§ **INSTRUCTIONS FOR THE TASK**:
Repeat word for word the passage of the Avro union-getter thread from "Yes, I'll need" up to and including "it's completely populated?".

§ **PASSAGE TO READ**:
* Begin *

On Jun 10, 2010, at 11:49 AM, Doug Cutting wrote:
> On 06/10/2010 09:27 AM, Scott Carey wrote:
>> I propose:
>> * We use getters/setters, and allow setters and constructors to be
>> package protected with an option so the objects can be safely passed
>> around outside the package without stateful wrapper objects. Users
>> can write factory methods or other static helper methods to abstract
>> away as much as they would like from there.
>> * Setters should not allow invalid data to be set.
>
> I'd be okay with these changes. +1
>
>> * Provide some built-in mechanism to resolve unions on a read and
>> verify them on a write. Perhaps a inner static enum for each union,
>> and a getter for each branch.
>
> So a schema like:
>
> {"type":"record", "name":"Foo", "fields":[
> {"name":"bar", "type":["int", "float"]}]}
>
> might generate something like:
>
> public class Foo {
> public enum BarType { INT, FLOAT }
> private BarType bar$Type;
> private Object bar;
> public void setBar(int value) { bar = value; bar$Type = INT; }
> public void setBar(float value) { bar = value; bar$Type = FLOAT; }
> public int getBar$Int() {
> if (bar$Type != INT) throw new ...;
> return (int)bar;
> }
> public float getBar$Float() {
> if (bar$Type != FLOAT) throw new ...;
> return (float)bar;
> }
> }
>
I was trying to think of a way to storing the type in there to keep the memory
footprint minimized.
The getter name disambiguation needs a good format, and the $ delimiter above
would work well and be clear to users.
However, I was thinking something more along these lines:
{code}
public class Foo {
// intrinsic simple types could be shared rather than in each class
// named types must be per union.
public enum BarType {
INT(Integer.class),
FLOAT(Float.class);
private Class<?> type; // internal use only
BarType(Class<?> type) {
this.type = type;
}
}
private Object bar;
// Integer vs int: avoid auto-unbox, auto-rebox if the user has an Integer
already
public void setBar(Integer value) { bar = value; }
// same, Float vs float
public void setBar(Float value) { bar = value; }
public Integer getBar$Int() {
// we could return null instead of throwing. Return Integer, client can
un-box if needed
if (bar.getClass() == INT.type) return bar; else throw new ...;
}
public Float getBar$Float() {
if (bar.getClass() == FLOAT.type) return bar; else throw new ...;
}
public BarType getBar$Type() {
// we could use a static ConcurrentHashMap<Class<?>, BarType> instead of
cascaded if/else if/ ...
Class<?> c = bar.getClass();
if (INT.type == c) {
return INT;
} else if (FLOAT.type == c) {
return FLOAT;
} else {
throw new NeverHappensException(); // :)
}
}
{code}
I think the above is thread-safe with no race conditions, though if one thread
is calling the setter toggling the type another thread calling getBar$Type
might see a 'delayed' type.
Since the ENUM is exposed to the client, it also needs a regular naming pattern
so that schema evolution doesn't change the method names.
A user accessing an enum can then switch on the enum and call the appropriate
method.
> Is that the sort of thing you have in mind? I've added dollar signs to
> avoid potential conflicts, e.g., if the user had a field named 'barType'
> or 'barInt'. I think its best to always add the dollars, since
> otherwise it could get awkward if a field named 'barInt' were added later.
>
>> * Unions with one type and NULL should not translate to Object, but
>> rather be that type and allow null.
>
> That's already the case, no?
>
> Also, you didn't provide a proposal for constructors, yet, right?
Yes, I'll need a more complicated example to discuss that one appropriately. A
pattern that aids in business object <> Avro translation, especially in the
presence of class hierarchies and a couple different object composition
patterns. A Union as a representation of a subclass is tricky. So is it when
modeling composition.
> Perhaps all of the setters could be on a generated builder class, with
> an instance only returned when it's completely populated?
Providing builder classes rather than constructors could be extremely useful to
aid in encapsulation. It should address my constructor concern and remain
flexible.
>
> Doug

* End *

§ **EXTRACTED RECORDS**:
* Begin *

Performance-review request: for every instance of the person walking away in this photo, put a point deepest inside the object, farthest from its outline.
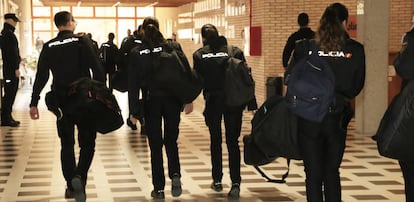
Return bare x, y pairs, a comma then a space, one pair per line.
123, 62
322, 145
407, 166
69, 57
304, 32
11, 63
209, 63
160, 106
108, 53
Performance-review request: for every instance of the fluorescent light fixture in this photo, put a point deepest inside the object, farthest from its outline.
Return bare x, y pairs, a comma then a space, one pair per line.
153, 4
116, 4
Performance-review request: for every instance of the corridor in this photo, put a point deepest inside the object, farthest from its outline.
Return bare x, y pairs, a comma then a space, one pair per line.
30, 165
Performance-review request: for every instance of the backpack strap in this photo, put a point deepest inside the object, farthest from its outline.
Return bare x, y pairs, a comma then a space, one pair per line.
230, 50
280, 181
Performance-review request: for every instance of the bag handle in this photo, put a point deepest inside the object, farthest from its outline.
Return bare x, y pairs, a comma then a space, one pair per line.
280, 181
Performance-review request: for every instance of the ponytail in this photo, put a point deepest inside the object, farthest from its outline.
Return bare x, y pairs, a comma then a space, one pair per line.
152, 34
331, 33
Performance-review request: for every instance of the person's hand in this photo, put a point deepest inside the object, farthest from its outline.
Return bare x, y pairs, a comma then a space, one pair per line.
188, 108
133, 119
17, 73
34, 113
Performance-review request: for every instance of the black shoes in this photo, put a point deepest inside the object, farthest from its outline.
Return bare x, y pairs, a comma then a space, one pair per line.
79, 189
176, 189
11, 123
157, 194
217, 186
57, 112
234, 192
132, 126
69, 193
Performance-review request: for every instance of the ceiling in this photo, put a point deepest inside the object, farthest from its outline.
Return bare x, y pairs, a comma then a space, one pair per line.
156, 3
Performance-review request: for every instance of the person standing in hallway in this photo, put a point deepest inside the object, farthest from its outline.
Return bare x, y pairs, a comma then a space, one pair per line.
209, 63
322, 145
159, 104
108, 54
69, 57
304, 32
407, 167
123, 62
11, 63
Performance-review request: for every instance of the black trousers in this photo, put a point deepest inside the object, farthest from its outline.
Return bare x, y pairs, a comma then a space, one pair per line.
10, 90
214, 112
322, 146
407, 169
86, 140
158, 108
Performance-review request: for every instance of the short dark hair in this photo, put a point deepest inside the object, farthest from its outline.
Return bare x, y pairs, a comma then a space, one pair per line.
62, 18
341, 11
150, 21
111, 36
209, 31
303, 19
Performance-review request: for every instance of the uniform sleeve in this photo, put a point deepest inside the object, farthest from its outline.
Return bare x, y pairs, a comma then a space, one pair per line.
10, 46
91, 60
133, 85
287, 51
42, 76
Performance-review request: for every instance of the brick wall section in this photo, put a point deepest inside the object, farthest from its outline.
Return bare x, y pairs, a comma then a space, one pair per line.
399, 22
278, 19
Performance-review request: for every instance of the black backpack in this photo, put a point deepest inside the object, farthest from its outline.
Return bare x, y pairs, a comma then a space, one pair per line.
394, 136
311, 86
238, 81
404, 60
173, 73
273, 135
93, 103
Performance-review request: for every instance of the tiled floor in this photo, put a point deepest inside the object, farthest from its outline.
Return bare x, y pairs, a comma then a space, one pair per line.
30, 165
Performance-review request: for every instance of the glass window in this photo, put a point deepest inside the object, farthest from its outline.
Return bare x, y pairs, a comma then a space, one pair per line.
145, 11
139, 21
185, 33
41, 11
42, 24
62, 8
100, 28
123, 26
126, 12
105, 11
82, 11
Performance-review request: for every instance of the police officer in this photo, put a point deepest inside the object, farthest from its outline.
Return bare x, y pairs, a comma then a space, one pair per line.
322, 145
11, 60
126, 47
159, 105
69, 57
108, 54
209, 62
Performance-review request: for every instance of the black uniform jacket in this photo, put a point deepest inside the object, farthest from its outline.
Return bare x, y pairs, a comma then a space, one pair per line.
142, 59
210, 61
9, 51
69, 57
348, 66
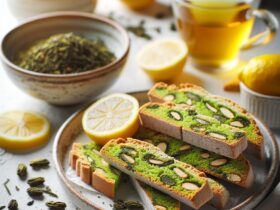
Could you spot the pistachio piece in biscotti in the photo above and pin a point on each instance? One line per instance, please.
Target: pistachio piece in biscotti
(175, 115)
(211, 107)
(127, 158)
(180, 172)
(167, 180)
(233, 177)
(193, 96)
(218, 162)
(169, 97)
(163, 146)
(227, 113)
(190, 186)
(217, 135)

* End *

§ **ANSWER TO THE PROBLEM**:
Yes, I'll need a more complicated example to discuss that one appropriately. A
pattern that aids in business object <> Avro translation, especially in the
presence of class hierarchies and a couple different object composition
patterns. A Union as a representation of a subclass is tricky. So is it when
modeling composition.
> Perhaps all of the setters could be on a generated builder class, with
> an instance only returned when it's completely populated?